▶ **Requirement 1**:
Summarize the text on airway management in thoracoscopic wedge resection in two sentences.
▶ **Requirement 2**:
Pick up the text on airway management in thoracoscopic wedge resection right after its final sentence and keep writing.

▶ **Text block**:

━━━━━━━━━━━━━━━━━━━━

In this minimally invasive surgical technique, an alternative method has been sought to prevent complications caused by DLT, and laryngeal mask airways (LMA) have been tried in different studies for airway management in VATS. The results obtained show that the use of LMA for airway management is promising (8). However, these studies were conducted on a small number of patients and compared with single-lumen endotracheal tubes (ETT). However, the use of LMAs in thorax surgery is still very limited.

There is no study in the literature examining the effectiveness of DLT and LMA in thoracoscopic wedge resection procedures. Our hypothesis was hat LMA would provide a more comfortable postoperative period for patients. This study provided additional evidence on this issue and to evaluate the intraoperative efficacy, safety, and postoperative results of LMA use in this procedure through comparison with DLTs.


Study Design and Patients

Approval this study was approved by the Clinical Research Ethics Committee of Bakırköy Dr. Sadi Konuk Training and Research Hospital (decision no: 2022-04, date: 21.02.2022). For the study, the records of patients who underwent wedge resection with the VATS technique between January 1st, 2020, and December 31st, 2021, were reviewed, retrospectively.

━━━━━━━━━━━━━━━━━━━━

▶ **Extracted data entries**:
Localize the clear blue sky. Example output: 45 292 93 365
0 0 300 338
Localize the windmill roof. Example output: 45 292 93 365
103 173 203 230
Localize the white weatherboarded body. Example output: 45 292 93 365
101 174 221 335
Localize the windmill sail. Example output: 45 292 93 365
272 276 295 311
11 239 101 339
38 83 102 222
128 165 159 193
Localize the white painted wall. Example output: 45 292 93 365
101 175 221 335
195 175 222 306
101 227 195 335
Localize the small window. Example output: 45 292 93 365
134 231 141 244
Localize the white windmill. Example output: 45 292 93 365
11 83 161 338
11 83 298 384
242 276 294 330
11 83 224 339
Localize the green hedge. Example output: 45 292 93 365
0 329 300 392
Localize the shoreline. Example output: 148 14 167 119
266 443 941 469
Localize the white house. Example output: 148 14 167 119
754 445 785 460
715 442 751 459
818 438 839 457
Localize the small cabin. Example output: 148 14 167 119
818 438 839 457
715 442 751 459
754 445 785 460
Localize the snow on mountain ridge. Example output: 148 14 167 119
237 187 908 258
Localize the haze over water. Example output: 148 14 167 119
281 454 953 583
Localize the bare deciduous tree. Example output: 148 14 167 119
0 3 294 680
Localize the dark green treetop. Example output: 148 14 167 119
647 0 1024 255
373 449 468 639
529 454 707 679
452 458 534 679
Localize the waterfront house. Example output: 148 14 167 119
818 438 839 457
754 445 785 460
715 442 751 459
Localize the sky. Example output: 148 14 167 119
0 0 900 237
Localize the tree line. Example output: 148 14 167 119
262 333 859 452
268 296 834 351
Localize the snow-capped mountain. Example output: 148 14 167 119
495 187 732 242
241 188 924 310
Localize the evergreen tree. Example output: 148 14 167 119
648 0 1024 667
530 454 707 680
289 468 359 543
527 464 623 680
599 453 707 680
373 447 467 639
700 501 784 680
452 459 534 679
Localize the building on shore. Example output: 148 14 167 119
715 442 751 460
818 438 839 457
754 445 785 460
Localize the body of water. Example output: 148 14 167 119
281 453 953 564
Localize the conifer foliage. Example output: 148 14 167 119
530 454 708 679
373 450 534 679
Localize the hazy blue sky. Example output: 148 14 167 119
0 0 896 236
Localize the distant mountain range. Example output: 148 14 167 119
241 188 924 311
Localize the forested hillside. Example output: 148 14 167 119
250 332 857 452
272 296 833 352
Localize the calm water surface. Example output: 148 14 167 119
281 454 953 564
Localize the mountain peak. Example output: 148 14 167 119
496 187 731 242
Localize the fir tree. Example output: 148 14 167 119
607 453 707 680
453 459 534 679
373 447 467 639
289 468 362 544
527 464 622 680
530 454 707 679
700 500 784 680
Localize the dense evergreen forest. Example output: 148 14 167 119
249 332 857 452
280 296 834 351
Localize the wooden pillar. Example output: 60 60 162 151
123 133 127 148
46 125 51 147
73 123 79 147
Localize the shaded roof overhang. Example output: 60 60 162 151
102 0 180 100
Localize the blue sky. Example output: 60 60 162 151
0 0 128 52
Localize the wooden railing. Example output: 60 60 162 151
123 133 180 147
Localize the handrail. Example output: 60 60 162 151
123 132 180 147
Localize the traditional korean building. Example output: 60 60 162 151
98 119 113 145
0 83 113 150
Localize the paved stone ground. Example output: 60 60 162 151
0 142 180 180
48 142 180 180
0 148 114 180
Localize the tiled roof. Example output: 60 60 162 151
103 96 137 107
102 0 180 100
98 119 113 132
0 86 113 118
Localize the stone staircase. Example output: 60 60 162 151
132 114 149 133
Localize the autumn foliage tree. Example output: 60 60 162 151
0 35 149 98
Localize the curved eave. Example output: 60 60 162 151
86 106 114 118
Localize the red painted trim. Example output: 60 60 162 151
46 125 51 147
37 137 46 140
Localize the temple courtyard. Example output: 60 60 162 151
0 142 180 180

━━━━━━━━━━━━━━━━━━━━

▶ **Output 1**:
Laryngeal mask airways (LMA) have been tried in different studies as an alternative to DLT for airway management in VATS with promising results, but those studies involved small numbers of patients and compared LMA with single-lumen endotracheal tubes, and LMA use in thorax surgery remains very limited. Since no study has examined DLT and LMA in thoracoscopic wedge resection, this ethics-approved study retrospectively reviewed records of patients who underwent VATS wedge resection between January 1st, 2020, and December 31st, 2021, to compare LMA with DLTs for intraoperative efficacy, safety, and postoperative results.

▶ **Output 2**:
The inclusion criteria were defined as patients with unilateral PSP requiring thoracoscopic wedge resection, aged 18 years and over, American Society of Anesthesiologists physical status I-II, and mallampati score I-II. The exclusion criteria were data loss, body mass index >30 kg/m2, and history of previous thoracic surgery. The institutional computer-based documentation system and patient follow-up forms were used as data collection tools. A total of 120 consecutive patients who met the inclusion criteria were analyzed in either the DLT or LMA groups according to the airway control method used. All surgeries were performed by the same surgeon (S.K.) and anesthesiologist (G.S.). The study was conducted in accordance with the principles set in the Declaration of Helsinki (as revised in 2013).

General Anesthesia Technique

Before surgery, 22-gauge vascular access was established in all patients, and an infusion with 2-4 mL/kg/st Ringer’s lactate solution was initiated for rehydration. Standard monitoring was achieved using electrocardiography, noninvasive blood pressure, and peripheral oxygen saturation. After monitoring, 0.03-0.05 mg/kg midazolam was administered to all patients for premedication. In the DLT group, after induction was achieved using 2 mcg/kg fentanyl, 3 mg/kg propofol, and 0.8 mg/kg intravenous rocuronium, the patients were intubated with a left-sided DLT suitable for their weight and height. The position of the DLT was confirmed through auscultation and fiberoptic bronchoscopy. In the LMA group, after induction was achieved with 1.5 µg/kg fentanyl, 2 mg/kg propofol, and 0.2 mg/kg intravenous rocuronium, a number 3 LMA was placed for women and number 4 for men. The preferred LMA was i-gel (Intersurgical Ltd, Berkshire, UK®).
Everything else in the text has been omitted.